[Saved entries]
===

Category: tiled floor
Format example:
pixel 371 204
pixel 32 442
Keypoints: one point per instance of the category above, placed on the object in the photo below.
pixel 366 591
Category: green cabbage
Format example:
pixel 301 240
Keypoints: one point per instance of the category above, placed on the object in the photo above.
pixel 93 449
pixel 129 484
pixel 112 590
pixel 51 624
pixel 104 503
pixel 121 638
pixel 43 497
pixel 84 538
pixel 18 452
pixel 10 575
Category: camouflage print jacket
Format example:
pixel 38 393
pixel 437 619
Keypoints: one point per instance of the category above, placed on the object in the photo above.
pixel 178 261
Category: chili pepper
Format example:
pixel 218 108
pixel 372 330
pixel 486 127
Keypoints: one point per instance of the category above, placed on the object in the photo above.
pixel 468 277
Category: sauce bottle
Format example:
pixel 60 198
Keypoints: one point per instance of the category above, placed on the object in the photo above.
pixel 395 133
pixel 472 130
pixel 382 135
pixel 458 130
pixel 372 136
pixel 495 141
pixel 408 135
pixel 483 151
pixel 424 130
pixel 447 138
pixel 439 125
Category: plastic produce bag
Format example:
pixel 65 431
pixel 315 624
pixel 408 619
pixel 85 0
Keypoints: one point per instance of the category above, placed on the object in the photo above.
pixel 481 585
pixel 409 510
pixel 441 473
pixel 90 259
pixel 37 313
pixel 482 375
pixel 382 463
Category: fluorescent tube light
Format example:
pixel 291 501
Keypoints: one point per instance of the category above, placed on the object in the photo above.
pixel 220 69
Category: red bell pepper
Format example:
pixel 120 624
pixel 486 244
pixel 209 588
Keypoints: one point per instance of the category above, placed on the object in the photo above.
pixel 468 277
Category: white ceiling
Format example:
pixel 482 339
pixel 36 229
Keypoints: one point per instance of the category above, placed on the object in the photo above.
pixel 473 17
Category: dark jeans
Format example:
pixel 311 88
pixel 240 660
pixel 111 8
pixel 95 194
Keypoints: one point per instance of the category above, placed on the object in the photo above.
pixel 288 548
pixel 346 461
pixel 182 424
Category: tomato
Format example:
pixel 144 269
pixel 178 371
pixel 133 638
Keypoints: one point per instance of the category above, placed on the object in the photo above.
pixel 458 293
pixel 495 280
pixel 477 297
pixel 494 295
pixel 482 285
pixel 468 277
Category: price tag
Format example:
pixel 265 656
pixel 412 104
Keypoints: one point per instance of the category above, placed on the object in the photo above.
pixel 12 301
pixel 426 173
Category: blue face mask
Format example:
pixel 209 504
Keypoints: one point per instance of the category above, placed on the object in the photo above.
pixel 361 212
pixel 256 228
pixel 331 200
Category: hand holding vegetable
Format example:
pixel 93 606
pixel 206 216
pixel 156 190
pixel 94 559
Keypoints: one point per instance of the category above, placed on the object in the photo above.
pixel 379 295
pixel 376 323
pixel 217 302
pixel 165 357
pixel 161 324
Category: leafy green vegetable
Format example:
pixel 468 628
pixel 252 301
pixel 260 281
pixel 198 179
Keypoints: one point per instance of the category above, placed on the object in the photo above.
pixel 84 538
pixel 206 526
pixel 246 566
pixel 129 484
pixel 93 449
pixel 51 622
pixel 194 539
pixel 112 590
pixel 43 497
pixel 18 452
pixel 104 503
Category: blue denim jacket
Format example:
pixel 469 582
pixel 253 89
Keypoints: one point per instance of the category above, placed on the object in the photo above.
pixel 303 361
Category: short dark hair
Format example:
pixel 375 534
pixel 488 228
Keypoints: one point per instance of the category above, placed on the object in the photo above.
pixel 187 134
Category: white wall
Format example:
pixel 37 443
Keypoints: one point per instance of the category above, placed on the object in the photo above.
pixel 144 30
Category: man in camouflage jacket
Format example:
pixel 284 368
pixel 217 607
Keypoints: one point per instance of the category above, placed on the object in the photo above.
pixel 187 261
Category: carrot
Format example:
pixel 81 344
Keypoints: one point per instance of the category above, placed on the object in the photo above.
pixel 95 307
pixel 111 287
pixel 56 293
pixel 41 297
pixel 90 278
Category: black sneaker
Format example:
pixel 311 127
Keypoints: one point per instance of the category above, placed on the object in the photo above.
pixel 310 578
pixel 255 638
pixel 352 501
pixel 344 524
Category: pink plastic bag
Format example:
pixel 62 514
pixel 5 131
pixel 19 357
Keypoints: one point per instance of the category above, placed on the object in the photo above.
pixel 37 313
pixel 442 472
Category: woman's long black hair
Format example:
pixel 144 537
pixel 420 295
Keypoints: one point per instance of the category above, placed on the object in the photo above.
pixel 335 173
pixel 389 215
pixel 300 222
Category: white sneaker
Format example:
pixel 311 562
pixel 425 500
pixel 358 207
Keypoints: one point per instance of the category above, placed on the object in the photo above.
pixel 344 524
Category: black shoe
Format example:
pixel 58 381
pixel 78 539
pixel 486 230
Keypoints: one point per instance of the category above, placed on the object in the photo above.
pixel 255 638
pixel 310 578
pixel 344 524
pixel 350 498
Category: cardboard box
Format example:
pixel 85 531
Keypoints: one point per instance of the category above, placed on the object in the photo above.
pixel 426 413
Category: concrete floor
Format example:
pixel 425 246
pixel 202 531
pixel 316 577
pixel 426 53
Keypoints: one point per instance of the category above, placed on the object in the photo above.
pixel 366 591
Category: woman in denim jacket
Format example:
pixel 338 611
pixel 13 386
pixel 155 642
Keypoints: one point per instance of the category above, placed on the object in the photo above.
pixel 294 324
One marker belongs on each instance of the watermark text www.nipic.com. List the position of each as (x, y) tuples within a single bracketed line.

===

Task item: Please give the full set of data again exactly.

Answer box:
Category: tiled floor
Format example:
pixel 371 204
pixel 32 442
Keypoints: one point per instance of the category above, placed on the object in the photo below.
pixel 366 591
Category: green cabbage
Format example:
pixel 301 240
Keypoints: one point per instance of the category above, placed on the object in the photo above.
pixel 93 449
pixel 129 484
pixel 112 590
pixel 51 624
pixel 104 503
pixel 121 638
pixel 43 497
pixel 84 538
pixel 18 452
pixel 10 575
Category: camouflage print jacket
Format example:
pixel 38 393
pixel 437 619
Keypoints: one point per instance of the category above, placed on the object in the photo above.
pixel 178 261
Category: chili pepper
Format example:
pixel 218 108
pixel 372 330
pixel 486 127
Keypoints: one point per instance of the category above, placed on the object in the photo above.
pixel 468 277
Category: sauce bottle
Format example:
pixel 60 198
Keypoints: one point per instance of the category above, placed on the object in the photo above.
pixel 395 133
pixel 472 130
pixel 382 135
pixel 458 130
pixel 372 136
pixel 495 141
pixel 408 135
pixel 483 151
pixel 424 130
pixel 447 138
pixel 439 125
Category: plastic produce bag
Format example:
pixel 65 431
pixel 315 624
pixel 408 619
pixel 85 0
Keypoints: one point per instance of the category above, placed on the object in the photo above.
pixel 481 585
pixel 409 510
pixel 441 473
pixel 90 259
pixel 37 313
pixel 482 375
pixel 382 463
Category: fluorescent tube light
Format example:
pixel 291 501
Keypoints: one point per instance of the category above, placed on the object in the photo above.
pixel 220 69
Category: red bell pepper
Format example:
pixel 120 624
pixel 486 244
pixel 209 588
Keypoints: one point per instance of the category above, placed on the object in the photo above.
pixel 468 277
Category: white ceiling
Format example:
pixel 482 339
pixel 36 229
Keypoints: one point per instance of the category above, placed on the object in the photo above.
pixel 473 17
Category: dark jeans
Format example:
pixel 311 88
pixel 240 660
pixel 111 8
pixel 95 194
Keypoints: one point per instance of the category above, placed on the object in the photo above.
pixel 288 548
pixel 346 461
pixel 182 424
Category: tomato
Format example:
pixel 144 269
pixel 178 371
pixel 133 638
Keypoints: one point per instance of the category above, placed on the object in the photo above.
pixel 458 293
pixel 495 280
pixel 477 297
pixel 494 295
pixel 482 285
pixel 468 277
Category: price tag
Format example:
pixel 265 656
pixel 412 104
Keypoints: one point per instance of the category above, placed on the object in the photo above.
pixel 12 301
pixel 426 173
Category: blue face mask
Format example:
pixel 209 504
Keypoints: one point per instance of the category above, placed on the object in the photo above.
pixel 361 212
pixel 256 228
pixel 331 200
Category: hand holding vegetable
Format example:
pixel 93 606
pixel 206 216
pixel 156 190
pixel 94 559
Keypoints: one point per instance of the category above, placed on the object in the photo above.
pixel 379 295
pixel 376 323
pixel 217 302
pixel 165 357
pixel 161 324
Category: leafy green vegetable
Format example:
pixel 468 628
pixel 252 301
pixel 260 281
pixel 198 179
Keypoints: one point per instance of the category above, placed on the object in the photo above.
pixel 84 538
pixel 206 526
pixel 246 566
pixel 129 484
pixel 93 449
pixel 51 622
pixel 194 539
pixel 112 590
pixel 43 497
pixel 18 452
pixel 104 503
Category: blue denim jacket
Format example:
pixel 469 582
pixel 253 89
Keypoints: one point per instance of the category above, placed on the object in the photo above.
pixel 303 361
Category: short dark hair
Format example:
pixel 375 534
pixel 488 228
Keypoints: one point per instance of the category above, placed on the object in the photo above.
pixel 187 134
Category: white wall
Format example:
pixel 37 443
Keypoints: one point per instance of the category above, placed on the object in the photo above.
pixel 144 30
Category: man in camouflage jacket
Format example:
pixel 284 368
pixel 217 607
Keypoints: one point per instance of the category above, placed on the object in the photo above.
pixel 187 261
Category: carrot
Format example:
pixel 81 344
Keypoints: one point per instance of the category above, placed on the object in the photo above.
pixel 95 307
pixel 111 287
pixel 56 293
pixel 41 297
pixel 90 278
Category: black sneaker
Format example:
pixel 311 127
Keypoints: one point per instance of the category above, placed on the object in the photo above.
pixel 310 578
pixel 255 638
pixel 352 501
pixel 344 524
Category: pink plastic bag
Format example:
pixel 62 514
pixel 5 131
pixel 19 357
Keypoints: one point per instance of the category above, placed on the object in the photo above.
pixel 37 313
pixel 442 472
Category: woman's long black hair
Format example:
pixel 144 537
pixel 420 295
Keypoints: one point per instance of the category above, placed on the object in the photo above.
pixel 335 173
pixel 389 215
pixel 300 222
Category: white sneaker
Format example:
pixel 311 562
pixel 425 500
pixel 358 207
Keypoints: one point per instance of the category above, placed on the object in the photo above.
pixel 344 524
Category: black shoe
Format example:
pixel 58 381
pixel 78 539
pixel 486 230
Keypoints: one point per instance of the category above, placed on the object in the photo above.
pixel 255 638
pixel 310 578
pixel 344 524
pixel 350 498
Category: cardboard box
Format example:
pixel 85 531
Keypoints: one point per instance of the category above, placed on the object in the photo above.
pixel 426 413
Category: concrete floor
Format example:
pixel 425 246
pixel 202 531
pixel 316 577
pixel 426 53
Keypoints: one point per instance of the category above, placed on the object in the photo above.
pixel 366 591
Category: woman in denim jacket
Format example:
pixel 338 611
pixel 13 386
pixel 155 642
Keypoints: one point per instance of the category above, placed on the object in the photo above.
pixel 294 324
One marker belongs on each instance of the watermark text www.nipic.com. List the position of each as (x, y) tuples within a single bracketed line.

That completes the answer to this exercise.